**Short task**. Turn every item below into a numbered list with one line per entry, and drop any blank lines.

**Given information**.
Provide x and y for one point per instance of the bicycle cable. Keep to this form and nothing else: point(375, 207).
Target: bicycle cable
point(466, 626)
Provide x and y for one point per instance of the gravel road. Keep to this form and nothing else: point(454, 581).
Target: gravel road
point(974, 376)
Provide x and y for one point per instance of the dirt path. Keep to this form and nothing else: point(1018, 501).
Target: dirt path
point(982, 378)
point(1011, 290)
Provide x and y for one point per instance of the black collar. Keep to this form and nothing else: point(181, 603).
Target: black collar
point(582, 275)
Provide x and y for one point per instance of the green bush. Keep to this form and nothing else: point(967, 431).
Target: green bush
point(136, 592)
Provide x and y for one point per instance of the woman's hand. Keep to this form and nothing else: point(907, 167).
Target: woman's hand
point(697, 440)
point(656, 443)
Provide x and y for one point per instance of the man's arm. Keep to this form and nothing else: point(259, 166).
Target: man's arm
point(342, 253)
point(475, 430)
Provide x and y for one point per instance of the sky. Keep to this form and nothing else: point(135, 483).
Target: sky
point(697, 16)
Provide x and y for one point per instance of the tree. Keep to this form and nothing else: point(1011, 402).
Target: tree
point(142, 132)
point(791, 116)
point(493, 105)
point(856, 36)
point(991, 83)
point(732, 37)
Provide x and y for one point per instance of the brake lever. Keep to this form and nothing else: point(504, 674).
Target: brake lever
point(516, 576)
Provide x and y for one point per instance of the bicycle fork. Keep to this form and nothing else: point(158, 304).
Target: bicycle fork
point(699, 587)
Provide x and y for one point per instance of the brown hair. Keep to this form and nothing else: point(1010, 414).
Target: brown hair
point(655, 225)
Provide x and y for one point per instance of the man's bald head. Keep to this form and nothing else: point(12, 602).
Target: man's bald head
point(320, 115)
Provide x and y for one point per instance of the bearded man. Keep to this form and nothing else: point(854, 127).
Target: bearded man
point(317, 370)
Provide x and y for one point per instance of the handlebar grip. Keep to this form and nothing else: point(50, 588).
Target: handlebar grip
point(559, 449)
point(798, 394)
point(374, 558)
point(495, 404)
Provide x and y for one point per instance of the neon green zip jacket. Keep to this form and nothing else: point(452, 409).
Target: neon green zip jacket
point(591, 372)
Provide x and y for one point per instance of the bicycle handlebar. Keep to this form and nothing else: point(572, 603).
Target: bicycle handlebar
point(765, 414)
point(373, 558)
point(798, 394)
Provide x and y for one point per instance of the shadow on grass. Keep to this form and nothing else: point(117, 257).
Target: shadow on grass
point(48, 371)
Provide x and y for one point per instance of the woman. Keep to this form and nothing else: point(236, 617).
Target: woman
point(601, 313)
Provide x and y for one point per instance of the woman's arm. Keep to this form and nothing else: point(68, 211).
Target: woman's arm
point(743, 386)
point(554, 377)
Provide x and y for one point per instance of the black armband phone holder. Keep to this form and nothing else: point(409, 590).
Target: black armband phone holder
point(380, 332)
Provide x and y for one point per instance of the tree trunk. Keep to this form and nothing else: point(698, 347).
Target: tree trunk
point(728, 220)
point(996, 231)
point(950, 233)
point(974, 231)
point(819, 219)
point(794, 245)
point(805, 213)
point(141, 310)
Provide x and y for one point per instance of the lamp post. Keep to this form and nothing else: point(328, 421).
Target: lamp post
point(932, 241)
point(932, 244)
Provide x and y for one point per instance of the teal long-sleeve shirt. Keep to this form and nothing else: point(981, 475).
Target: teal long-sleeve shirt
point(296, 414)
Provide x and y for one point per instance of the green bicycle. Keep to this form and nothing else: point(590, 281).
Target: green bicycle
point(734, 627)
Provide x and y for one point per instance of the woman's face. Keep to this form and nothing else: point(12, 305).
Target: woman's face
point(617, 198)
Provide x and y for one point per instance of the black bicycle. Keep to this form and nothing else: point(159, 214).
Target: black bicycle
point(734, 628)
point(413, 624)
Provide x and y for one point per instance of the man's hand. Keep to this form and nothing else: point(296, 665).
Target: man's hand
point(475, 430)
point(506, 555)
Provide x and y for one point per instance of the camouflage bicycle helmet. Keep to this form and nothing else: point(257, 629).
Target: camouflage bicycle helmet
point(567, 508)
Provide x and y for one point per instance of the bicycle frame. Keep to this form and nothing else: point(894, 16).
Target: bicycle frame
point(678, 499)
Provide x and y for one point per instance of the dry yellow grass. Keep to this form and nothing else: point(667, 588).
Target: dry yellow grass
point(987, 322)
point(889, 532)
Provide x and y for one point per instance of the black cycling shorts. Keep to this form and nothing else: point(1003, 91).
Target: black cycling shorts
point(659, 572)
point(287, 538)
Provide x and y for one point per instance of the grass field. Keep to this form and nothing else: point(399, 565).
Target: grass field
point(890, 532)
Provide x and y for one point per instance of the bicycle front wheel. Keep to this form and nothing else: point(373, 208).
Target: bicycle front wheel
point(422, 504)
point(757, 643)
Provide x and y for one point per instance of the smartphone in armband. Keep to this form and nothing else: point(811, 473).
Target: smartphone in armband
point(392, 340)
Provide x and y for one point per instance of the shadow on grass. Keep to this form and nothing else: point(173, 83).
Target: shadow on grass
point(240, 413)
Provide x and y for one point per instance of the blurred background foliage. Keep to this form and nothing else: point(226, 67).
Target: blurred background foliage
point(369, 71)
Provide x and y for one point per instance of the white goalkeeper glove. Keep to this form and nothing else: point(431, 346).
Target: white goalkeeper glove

**Result of this task**.
1. Provide x and y for one point per instance of the bicycle cable. Keep to this form and nothing else: point(375, 207).
2. Target: bicycle cable
3. point(466, 626)
4. Provide x and y for one point per instance of the gravel road. Keep to this form and nothing else: point(454, 581).
5. Target: gravel road
6. point(974, 376)
7. Provide x and y for one point per instance of the dirt path. Keep to this form and nothing else: point(1018, 501).
8. Target: dirt path
9. point(982, 378)
10. point(1011, 290)
11. Provide x and y for one point per instance of the black collar. Keep to this form and nothing else: point(181, 603).
12. Target: black collar
13. point(582, 275)
14. Provide x and y for one point per instance of the green bush. Keep to this form and nothing else: point(967, 431).
15. Target: green bush
16. point(136, 592)
17. Provide x and y for one point per instance of the woman's hand. Keep to this form and nothing else: point(907, 167).
18. Target: woman's hand
19. point(697, 440)
20. point(656, 443)
21. Provide x and y for one point per instance of the man's arm. Keep to this form and nothing else: point(259, 166).
22. Target: man's arm
23. point(342, 253)
24. point(475, 430)
25. Provide x and y for one point per instance of the sky. Keep to this form and nothing else: point(135, 483).
26. Target: sky
27. point(697, 16)
28. Provide x and y for one point per instance of the tree. Keep to this form and nothing else: point(1011, 402).
29. Target: tree
30. point(142, 132)
31. point(791, 116)
32. point(493, 105)
33. point(856, 36)
34. point(991, 83)
35. point(732, 37)
36. Provide x and y for one point per instance of the brake lever. Keep to this form and nothing else: point(504, 674).
37. Target: brake lever
38. point(516, 576)
39. Provide x and y for one point per instance of the bicycle fork. Keep to this form and nothing else: point(158, 304).
40. Target: bicycle fork
41. point(699, 587)
42. Provide x and y for one point per instance of the brown hair. Keep to this form and nothing else: point(1010, 414).
43. Target: brown hair
44. point(655, 225)
45. Provide x and y for one point per instance of the man's bald head. Keep to this form and nothing else: point(12, 602).
46. Target: man's bald head
47. point(320, 115)
48. Provide x and y for one point per instance of the bearded man. Keep to this form and nothing else: point(854, 127).
49. Target: bearded man
50. point(317, 370)
51. Provide x and y for one point per instance of the handlebar grip. Keep to this form and nothing else: point(50, 588).
52. Target: handlebar grip
53. point(559, 449)
54. point(798, 394)
55. point(374, 558)
56. point(495, 404)
57. Provide x and y for one point per instance of the neon green zip jacket. Keep to this form and nothing else: point(452, 409).
58. Target: neon green zip jacket
59. point(591, 372)
60. Provide x and y for one point per instance of the bicycle handlebar. Keep to this form and nothing else: point(572, 603).
61. Target: bicycle handlebar
62. point(765, 414)
63. point(373, 558)
64. point(798, 394)
65. Provide x and y for one point per instance of the shadow on grass. Keep to this form and nothing else: point(117, 257).
66. Target: shadow on grass
67. point(48, 371)
68. Provide x and y for one point per instance of the woman. Keep to this form and nothing else: point(236, 617).
69. Target: woman
70. point(601, 313)
71. Provide x and y for one point per instance of the woman's arm. Keep to this form and nothing else: point(68, 211).
72. Target: woman's arm
73. point(743, 386)
74. point(554, 377)
75. Provide x and y for one point per instance of the black armband phone holder. Keep to this form and nothing else: point(409, 590).
76. Target: black armband phone holder
77. point(380, 332)
78. Provide x and y for one point per instance of the tree trunk. Keep to this form and nothing else: point(698, 347).
79. Target: tree trunk
80. point(728, 220)
81. point(996, 231)
82. point(950, 233)
83. point(974, 231)
84. point(819, 219)
85. point(794, 245)
86. point(805, 213)
87. point(141, 310)
88. Provide x and y for one point per instance of the lamp post. Keep to this form and nothing else: point(328, 421).
89. Target: lamp post
90. point(932, 241)
91. point(932, 244)
92. Provide x and y for one point per instance of the teal long-sleeve shirt. Keep to this form and nothing else: point(981, 475).
93. Target: teal long-sleeve shirt
94. point(296, 414)
95. Provide x and y for one point per instance of the green bicycle. Keep to this form and nothing else: point(590, 281).
96. Target: green bicycle
97. point(734, 627)
98. Provide x and y for one point per instance of the woman's face. Keep to this form and nothing else: point(12, 305).
99. Target: woman's face
100. point(617, 198)
101. Provide x and y for one point per instance of the black bicycle. Keep to this form and nothing else: point(159, 214).
102. Target: black bicycle
103. point(734, 628)
104. point(413, 624)
105. Provide x and y for one point per instance of the man's hand. Keep to this form and nothing else: point(296, 665).
106. Target: man's hand
107. point(475, 430)
108. point(506, 555)
109. Provide x and y for one point per instance of the camouflage bicycle helmet. Keep to this form and nothing else: point(257, 629).
110. Target: camouflage bicycle helmet
111. point(567, 508)
112. Provide x and y for one point per instance of the bicycle frame. Keep to this form and nothing else: point(894, 16).
113. Target: bicycle frame
114. point(678, 499)
115. Provide x and y for one point per instance of the dry yellow grass. Keep to this form and nothing else: point(667, 588).
116. Target: dry yellow grass
117. point(987, 322)
118. point(889, 532)
119. Provide x and y for one point per instance of the black cycling shorts. Keep to this form and nothing else: point(1003, 91).
120. Target: black cycling shorts
121. point(659, 572)
122. point(287, 538)
123. Provide x and y for one point per instance of the grass field. Keep to this form and nothing else: point(399, 565).
124. Target: grass field
125. point(890, 532)
126. Provide x and y for one point per instance of the bicycle front wheel. Keep to this form and nothing else: point(373, 208).
127. Target: bicycle front wheel
128. point(422, 504)
129. point(757, 643)
130. Provide x and y for one point per instance of the smartphone in armband. Keep to this form and nothing else: point(811, 473).
131. Target: smartphone in armband
132. point(392, 340)
133. Provide x and y for one point per instance of the shadow on grass. Keep to this form and nothing else: point(173, 83).
134. Target: shadow on grass
135. point(240, 413)
136. Provide x and y for one point per instance of the blurred background foliage. Keep to this form and nothing else: point(226, 67).
137. Target: blurred background foliage
138. point(369, 71)
139. Provide x and y for one point per instance of the white goalkeeper glove. Keep to this form and nothing else: point(431, 346).
140. Target: white goalkeeper glove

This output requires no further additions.